**Short exercise**
Arrange the rows from the start through the line containing "point(487, 810)" as a two-column CSV with the headers instruction and response, putting each row's text and its answer in single quoted fields with line breaks replaced by spaces.

▼

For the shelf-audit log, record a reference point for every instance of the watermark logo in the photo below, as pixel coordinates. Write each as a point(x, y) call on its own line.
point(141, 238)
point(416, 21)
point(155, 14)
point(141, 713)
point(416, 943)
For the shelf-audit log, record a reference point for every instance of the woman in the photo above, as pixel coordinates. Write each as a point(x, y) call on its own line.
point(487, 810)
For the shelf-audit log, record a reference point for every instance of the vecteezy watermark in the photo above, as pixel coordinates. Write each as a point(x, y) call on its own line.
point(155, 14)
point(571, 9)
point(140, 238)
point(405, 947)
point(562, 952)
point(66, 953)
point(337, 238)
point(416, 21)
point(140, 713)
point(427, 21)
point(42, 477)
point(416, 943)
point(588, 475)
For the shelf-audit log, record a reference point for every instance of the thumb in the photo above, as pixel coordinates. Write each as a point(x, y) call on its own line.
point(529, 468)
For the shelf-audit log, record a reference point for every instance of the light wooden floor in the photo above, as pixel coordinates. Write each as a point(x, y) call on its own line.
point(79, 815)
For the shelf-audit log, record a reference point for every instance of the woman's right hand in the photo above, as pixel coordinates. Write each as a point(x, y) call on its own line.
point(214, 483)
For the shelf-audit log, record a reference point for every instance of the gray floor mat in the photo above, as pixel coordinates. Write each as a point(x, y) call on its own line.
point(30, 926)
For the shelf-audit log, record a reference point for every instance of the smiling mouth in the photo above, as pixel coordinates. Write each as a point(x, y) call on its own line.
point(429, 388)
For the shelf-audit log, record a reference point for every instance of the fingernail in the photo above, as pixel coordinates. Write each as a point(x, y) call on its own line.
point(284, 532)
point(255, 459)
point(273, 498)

▲

**Result of this task**
instruction,response
"For the shelf-audit log, record a reference point for every instance of the watermark logo in the photo below, as pixel coordinates. Write each as a point(x, y) call on its own line.","point(141, 238) point(416, 21) point(155, 14) point(141, 713) point(416, 943)"
"For the shelf-audit log, record a reference point for every instance of the woman in the photo above, as pixel coordinates. Write each as a point(x, y) call on its own line.","point(487, 810)"